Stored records

──────────────────────────────

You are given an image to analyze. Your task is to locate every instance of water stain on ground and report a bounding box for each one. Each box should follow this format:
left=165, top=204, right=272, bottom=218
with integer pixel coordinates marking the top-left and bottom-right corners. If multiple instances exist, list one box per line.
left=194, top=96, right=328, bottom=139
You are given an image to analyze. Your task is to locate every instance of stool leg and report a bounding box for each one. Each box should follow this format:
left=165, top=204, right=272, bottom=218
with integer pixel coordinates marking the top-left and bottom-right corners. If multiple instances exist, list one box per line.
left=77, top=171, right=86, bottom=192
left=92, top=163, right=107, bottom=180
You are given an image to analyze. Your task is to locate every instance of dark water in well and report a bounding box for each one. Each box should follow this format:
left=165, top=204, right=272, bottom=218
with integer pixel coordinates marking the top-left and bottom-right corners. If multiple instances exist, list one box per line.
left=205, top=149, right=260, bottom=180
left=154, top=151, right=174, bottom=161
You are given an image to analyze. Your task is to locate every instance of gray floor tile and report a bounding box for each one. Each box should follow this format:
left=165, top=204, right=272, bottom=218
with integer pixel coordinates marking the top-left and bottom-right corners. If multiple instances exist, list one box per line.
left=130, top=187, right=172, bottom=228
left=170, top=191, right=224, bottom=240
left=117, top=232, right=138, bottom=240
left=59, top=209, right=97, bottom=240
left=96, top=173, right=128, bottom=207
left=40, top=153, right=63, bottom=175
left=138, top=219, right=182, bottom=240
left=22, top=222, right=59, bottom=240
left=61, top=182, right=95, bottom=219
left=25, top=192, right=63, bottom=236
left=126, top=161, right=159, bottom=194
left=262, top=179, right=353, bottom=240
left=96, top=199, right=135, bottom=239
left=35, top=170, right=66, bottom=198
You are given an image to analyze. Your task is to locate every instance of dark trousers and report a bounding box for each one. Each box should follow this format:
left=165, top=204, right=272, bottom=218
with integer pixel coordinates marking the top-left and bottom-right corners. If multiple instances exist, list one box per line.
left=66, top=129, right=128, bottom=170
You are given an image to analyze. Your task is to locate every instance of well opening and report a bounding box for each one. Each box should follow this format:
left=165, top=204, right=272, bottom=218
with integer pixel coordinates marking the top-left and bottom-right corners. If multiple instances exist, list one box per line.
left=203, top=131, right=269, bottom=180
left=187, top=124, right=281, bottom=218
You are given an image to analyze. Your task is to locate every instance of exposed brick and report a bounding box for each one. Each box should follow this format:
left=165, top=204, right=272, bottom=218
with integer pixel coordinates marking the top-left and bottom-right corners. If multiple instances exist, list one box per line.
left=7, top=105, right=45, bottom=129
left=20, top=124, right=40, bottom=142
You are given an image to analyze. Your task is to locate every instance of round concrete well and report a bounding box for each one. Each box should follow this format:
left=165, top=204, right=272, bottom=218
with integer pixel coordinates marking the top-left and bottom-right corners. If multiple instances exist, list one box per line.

──────────────────────────────

Task details
Rewrite the data between the lines holding "of dark trousers" and "left=66, top=129, right=128, bottom=170", inclusive, putting "blue jeans" in place of "dark trousers" and changing nothing else.

Final result
You are given an image to analyze. Your task is to locate every instance of blue jeans and report a bounding box for each one. Each box should follow this format:
left=165, top=204, right=272, bottom=218
with integer pixel coordinates marking the top-left and bottom-right corners. If multiple instances exist, list one box per line.
left=66, top=129, right=128, bottom=170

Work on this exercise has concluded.